> ESTRATTO FORNITO:
(Articolo pubblicato sull'Osservatore Romano)
Quando Daniele Comboni (1831-1881) fondava a Verona il suo istituto missionario, il 1 giugno 1867, lo sognava come un "piccolo e umile cenacolo di apostoli per la Nigrizia, punto luminoso che manda fino al centro della Nigrizia altrettanti raggi quanti sono i zelanti e virtuosi missionari che escono dal suo seno" (Regole del 1871). Di fatto, gli inizi erano davvero umili: poche le persone e ridotti i mezzi materiali a disposizione. Le difficoltà da superare, invece, erano molte. Il contrasto tra la grandezza dell’impresa evangelica che Daniele Comboni si proponeva - la rigenerazione dell’Africa Centrale - e le risorse umane disponibili era evidente per lui e per tutti coloro che cercava di interessare alla sua impresa. Ma la fede nella Divina Provvidenza e la fiducia negli africani e nei suoi missionari non gli mancavano.

> SEZIONE DATI:
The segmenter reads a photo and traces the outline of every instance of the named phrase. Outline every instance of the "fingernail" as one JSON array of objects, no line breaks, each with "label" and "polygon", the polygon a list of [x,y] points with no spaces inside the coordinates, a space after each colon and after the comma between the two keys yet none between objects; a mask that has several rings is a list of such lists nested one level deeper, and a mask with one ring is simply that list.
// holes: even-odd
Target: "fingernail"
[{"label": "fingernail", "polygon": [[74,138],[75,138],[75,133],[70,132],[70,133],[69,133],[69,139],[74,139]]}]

> COMPITI DA SVOLGERE:
a) Secondo l'estratto su Daniele Comboni, in quale città e in quale giorno fondò il suo istituto missionario?
b) Per favore, prosegui il testo su Daniele Comboni e il suo istituto missionario partendo dopo la sua ultima frase.

> RISPOSTE AI COMPITI:
a) A Verona, il 1 giugno 1867.

b)
Nel segno della Croce
Di fede in Dio e di fiducia negli africani avevano presto bisogno i due istituti a cui Daniele Comboni aveva dato vita: i Missionari Comboniani e le Pie Madri della Nigrizia (Missionarie Comboniane, fondate il 1 gennaio 1872). La morte prematura del fondatore (10 ottobre 1881) li lasciava subito orfani di padre, ma non di una causa per cui lottare. Sul letto di morte di Comboni, i suoi figli e figlie hanno fatto loro il suo giuramento di fedeltà "O Africa o morte!"
Le croci dell’evangelizzazione dell’Africa Centrale non si sono fatte aspettare. Subito dopo la morte di Comboni la bufera della rivolta islamica mahdista (1882-1898) distrusse le iniziative missionarie in Sudan e la sede della missione a Khartoum. Alcuni missionari e missionarie del Comboni furono fatti prigionieri del Mahdi e soffrirono lunghi anni di prigionia, isolamento e privazioni.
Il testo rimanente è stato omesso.